» WHAT IS EXPECTED
Reproduce every item below verbatim, without the pictures.

» RECORDS SHOWN

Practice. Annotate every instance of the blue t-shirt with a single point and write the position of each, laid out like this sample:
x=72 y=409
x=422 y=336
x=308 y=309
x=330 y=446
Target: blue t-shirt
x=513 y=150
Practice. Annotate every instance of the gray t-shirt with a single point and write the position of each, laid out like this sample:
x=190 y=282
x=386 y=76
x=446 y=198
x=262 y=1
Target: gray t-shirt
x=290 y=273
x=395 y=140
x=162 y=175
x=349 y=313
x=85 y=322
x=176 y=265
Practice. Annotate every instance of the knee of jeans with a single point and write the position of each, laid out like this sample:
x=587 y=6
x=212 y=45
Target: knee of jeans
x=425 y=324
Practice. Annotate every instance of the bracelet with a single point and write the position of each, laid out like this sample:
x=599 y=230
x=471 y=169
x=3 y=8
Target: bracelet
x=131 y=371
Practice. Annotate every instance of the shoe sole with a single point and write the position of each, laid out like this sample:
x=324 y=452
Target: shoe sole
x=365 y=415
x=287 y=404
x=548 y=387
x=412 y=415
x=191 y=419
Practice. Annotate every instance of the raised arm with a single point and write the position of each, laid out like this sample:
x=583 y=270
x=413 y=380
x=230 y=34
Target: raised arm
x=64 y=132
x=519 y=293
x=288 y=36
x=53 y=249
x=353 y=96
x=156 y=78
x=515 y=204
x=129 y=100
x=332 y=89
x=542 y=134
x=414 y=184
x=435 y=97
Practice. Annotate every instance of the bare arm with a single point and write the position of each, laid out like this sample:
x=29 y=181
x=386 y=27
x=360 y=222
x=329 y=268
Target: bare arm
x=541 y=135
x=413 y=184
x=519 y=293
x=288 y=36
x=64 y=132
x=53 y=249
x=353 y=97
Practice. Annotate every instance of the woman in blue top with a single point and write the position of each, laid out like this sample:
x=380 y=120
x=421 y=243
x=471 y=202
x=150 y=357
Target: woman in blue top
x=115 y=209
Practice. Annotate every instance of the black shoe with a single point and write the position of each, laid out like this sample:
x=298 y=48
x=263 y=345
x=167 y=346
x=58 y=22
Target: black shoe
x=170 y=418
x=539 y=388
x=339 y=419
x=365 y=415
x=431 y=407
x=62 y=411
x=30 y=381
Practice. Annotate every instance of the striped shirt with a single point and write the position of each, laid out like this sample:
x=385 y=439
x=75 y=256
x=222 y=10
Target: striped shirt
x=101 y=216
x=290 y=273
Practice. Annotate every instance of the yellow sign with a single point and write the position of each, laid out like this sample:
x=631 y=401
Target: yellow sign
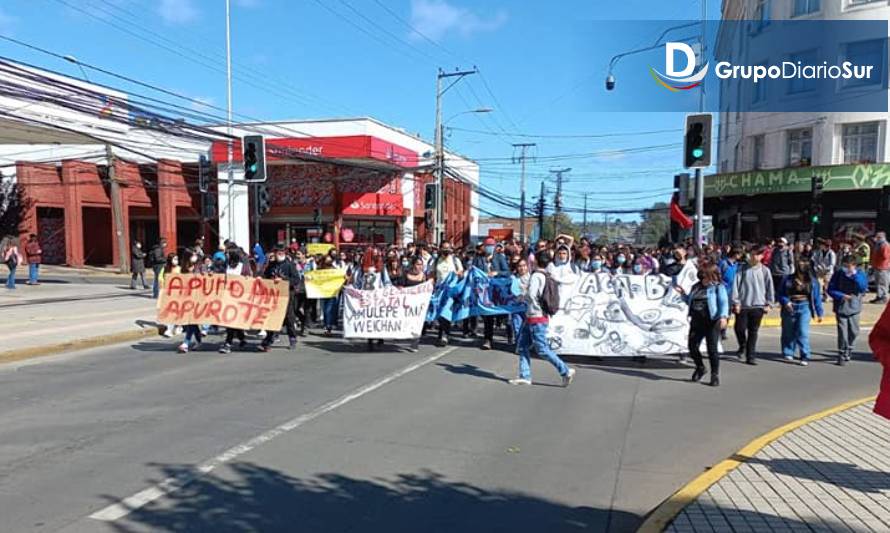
x=325 y=283
x=319 y=248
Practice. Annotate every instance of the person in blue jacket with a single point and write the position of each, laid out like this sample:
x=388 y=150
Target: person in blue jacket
x=847 y=288
x=801 y=298
x=708 y=312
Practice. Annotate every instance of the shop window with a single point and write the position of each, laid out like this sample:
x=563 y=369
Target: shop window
x=860 y=143
x=800 y=147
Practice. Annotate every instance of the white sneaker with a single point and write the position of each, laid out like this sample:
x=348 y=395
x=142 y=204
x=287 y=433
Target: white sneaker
x=567 y=379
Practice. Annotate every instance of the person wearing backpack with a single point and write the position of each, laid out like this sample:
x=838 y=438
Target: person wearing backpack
x=543 y=302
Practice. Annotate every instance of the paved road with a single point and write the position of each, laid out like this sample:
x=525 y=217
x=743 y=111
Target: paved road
x=423 y=444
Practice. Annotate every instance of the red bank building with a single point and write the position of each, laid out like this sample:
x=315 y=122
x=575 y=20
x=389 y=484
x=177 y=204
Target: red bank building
x=353 y=182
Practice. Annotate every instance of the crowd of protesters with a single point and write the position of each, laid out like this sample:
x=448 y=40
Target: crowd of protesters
x=744 y=280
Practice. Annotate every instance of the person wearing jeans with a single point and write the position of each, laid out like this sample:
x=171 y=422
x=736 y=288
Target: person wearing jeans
x=752 y=293
x=534 y=330
x=801 y=298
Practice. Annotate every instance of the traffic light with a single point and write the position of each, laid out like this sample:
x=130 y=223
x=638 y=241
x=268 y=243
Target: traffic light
x=203 y=174
x=254 y=158
x=429 y=196
x=264 y=200
x=697 y=145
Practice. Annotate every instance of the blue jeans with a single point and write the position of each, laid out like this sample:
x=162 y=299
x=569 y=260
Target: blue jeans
x=156 y=287
x=537 y=334
x=330 y=308
x=796 y=330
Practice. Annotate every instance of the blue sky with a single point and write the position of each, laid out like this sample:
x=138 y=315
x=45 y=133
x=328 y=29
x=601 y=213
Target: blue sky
x=544 y=62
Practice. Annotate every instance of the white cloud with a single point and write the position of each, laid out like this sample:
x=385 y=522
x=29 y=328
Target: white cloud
x=437 y=18
x=7 y=22
x=177 y=11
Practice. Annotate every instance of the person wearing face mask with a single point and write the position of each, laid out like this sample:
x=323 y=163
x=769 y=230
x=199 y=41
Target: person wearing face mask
x=445 y=265
x=880 y=264
x=847 y=288
x=137 y=262
x=494 y=265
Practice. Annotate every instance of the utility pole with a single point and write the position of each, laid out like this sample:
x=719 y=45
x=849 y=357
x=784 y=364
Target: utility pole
x=117 y=213
x=440 y=145
x=524 y=147
x=558 y=203
x=230 y=147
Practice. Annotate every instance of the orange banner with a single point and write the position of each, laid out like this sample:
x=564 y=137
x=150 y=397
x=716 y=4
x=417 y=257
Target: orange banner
x=230 y=301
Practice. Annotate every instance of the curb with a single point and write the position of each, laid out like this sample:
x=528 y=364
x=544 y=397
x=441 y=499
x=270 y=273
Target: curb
x=33 y=352
x=667 y=510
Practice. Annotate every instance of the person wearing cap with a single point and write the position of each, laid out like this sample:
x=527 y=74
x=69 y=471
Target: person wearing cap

» WRITTEN SOLUTION
Practice. Annotate every instance of the blue t-shirt with a single point and write the position of each, laid out like this sample:
x=72 y=409
x=422 y=336
x=308 y=309
x=330 y=446
Target: blue t-shirt
x=513 y=150
Practice. Annotate every instance of the gray t-shirt with a single point and write the position of each, laid out like this sample:
x=190 y=282
x=386 y=76
x=446 y=198
x=262 y=1
Target: gray t-shirt
x=290 y=273
x=395 y=140
x=162 y=175
x=349 y=313
x=85 y=322
x=176 y=265
Practice. Annotate every instance of the knee of jeans with a single point and write the position of each, laid out like this sample:
x=587 y=6
x=212 y=45
Target: knee of jeans
x=425 y=324
Practice. Annotate every instance of the bracelet with a single point and write the position of each, laid out like this sample:
x=599 y=230
x=471 y=169
x=3 y=8
Target: bracelet
x=131 y=371
Practice. Annotate every instance of the shoe sole with a single point and write the position of each, laid out like this sample:
x=324 y=452
Target: shoe sole
x=365 y=415
x=287 y=404
x=548 y=387
x=412 y=415
x=191 y=419
Practice. Annotate every instance of the raised arm with a single point and write the position of each, laid out like this sample:
x=583 y=270
x=413 y=380
x=230 y=34
Target: raised arm
x=64 y=132
x=519 y=293
x=288 y=36
x=53 y=249
x=353 y=96
x=156 y=78
x=515 y=204
x=129 y=100
x=332 y=89
x=542 y=134
x=414 y=184
x=435 y=97
Practice. Annotate every instance of the bare arm with a single point and write the position of each, laid out like this sample:
x=29 y=181
x=386 y=27
x=360 y=222
x=329 y=268
Target: bare arm
x=541 y=135
x=413 y=184
x=519 y=293
x=288 y=36
x=64 y=132
x=53 y=249
x=353 y=97
Practice. Annotate every instance of the woman in blue top with a single point and write the position of each, laid out like this sample:
x=380 y=120
x=421 y=243
x=471 y=202
x=150 y=357
Target: woman in blue top
x=115 y=209
Practice. Annotate every instance of the black shoe with a single point and write the position of each, laid out like this sample:
x=298 y=48
x=263 y=345
x=167 y=346
x=58 y=22
Target: black shoe
x=170 y=418
x=539 y=388
x=339 y=419
x=365 y=415
x=431 y=407
x=62 y=411
x=30 y=381
Practice. Annotate every instance of the striped shirt with a single point and write the position of each, laid out like this sample:
x=385 y=439
x=75 y=256
x=222 y=10
Target: striped shirt
x=101 y=216
x=290 y=273
Practice. Annotate every instance of the yellow sign with a single point and write the position of each, laid out like this sample:
x=631 y=401
Target: yellow sign
x=325 y=283
x=319 y=248
Practice. Annotate every instance of the person in blue jacket with a single point and write the position of each, laid out like this sample:
x=388 y=150
Target: person in blue jacket
x=847 y=288
x=801 y=298
x=708 y=312
Practice. Annotate every instance of the shop window with a single point and write the position of each, laid out like this sample:
x=563 y=369
Target: shop window
x=860 y=143
x=800 y=147
Practice. Annotate every instance of the white sneaker with a single point and write the position of each, laid out like this sample:
x=348 y=395
x=142 y=204
x=287 y=433
Target: white sneaker
x=567 y=379
Practice. Annotate every instance of the person wearing backpack with a single point and write the position of each, laid out like this sample:
x=838 y=438
Target: person wearing backpack
x=543 y=302
Practice. Annotate every instance of the paved road with a single point and write the position of each, laid out like this sample:
x=525 y=217
x=743 y=111
Target: paved road
x=423 y=444
Practice. Annotate every instance of the red bank building with a single point and write the position of each, laid out like this sample:
x=315 y=122
x=575 y=20
x=389 y=484
x=177 y=204
Target: red bank building
x=353 y=182
Practice. Annotate every instance of the crowd of protesters with a single point and write the position of each, laid out like this sample:
x=448 y=40
Target: crowd of protesters
x=744 y=280
Practice. Annotate every instance of the person wearing jeans with a single point and write the position of each, laid out like this sample:
x=171 y=422
x=736 y=288
Target: person wearing jeans
x=752 y=293
x=534 y=330
x=801 y=298
Practice. Annotate every instance of the traffic light with a single point and write the position of each, laid out like this sample:
x=130 y=223
x=638 y=241
x=268 y=243
Target: traffic light
x=203 y=174
x=254 y=158
x=429 y=196
x=264 y=200
x=697 y=145
Practice. Annotate every instance of the blue jeans with a single point and write the position of each, laid out like this sample:
x=162 y=299
x=569 y=260
Target: blue jeans
x=156 y=287
x=537 y=334
x=330 y=308
x=796 y=330
Practice. Annotate every instance of the blue sky with a single point and write the position of each, laid out like this sample:
x=138 y=315
x=45 y=133
x=328 y=29
x=601 y=213
Target: blue sky
x=544 y=62
Practice. Annotate every instance of the white cloud with a single point and write the position of each, laid out like this sample:
x=385 y=522
x=29 y=328
Target: white cloud
x=437 y=18
x=7 y=22
x=177 y=11
Practice. Annotate every instance of the person wearing face mask with a single point and write the position of each, laid out like this sample:
x=323 y=163
x=769 y=230
x=199 y=41
Target: person wearing face mask
x=445 y=265
x=880 y=264
x=847 y=288
x=137 y=262
x=494 y=265
Practice. Annotate every instance of the utility pole with a single point and write the position of each, laid out like this sample:
x=719 y=45
x=849 y=357
x=784 y=364
Target: utility pole
x=117 y=213
x=440 y=145
x=524 y=147
x=558 y=203
x=230 y=147
Practice. Annotate every instance of the orange banner with a single point and write the position of each, laid out like this sample:
x=564 y=137
x=150 y=397
x=716 y=4
x=417 y=257
Target: orange banner
x=230 y=301
Practice. Annotate every instance of the curb with a single point and write the position of each, laid out like this sample:
x=528 y=364
x=544 y=397
x=441 y=499
x=270 y=273
Target: curb
x=33 y=352
x=667 y=510
Practice. Annotate every instance of the person wearing cap with a single point and write the position of each, laid out like this sample:
x=527 y=74
x=69 y=471
Target: person wearing cap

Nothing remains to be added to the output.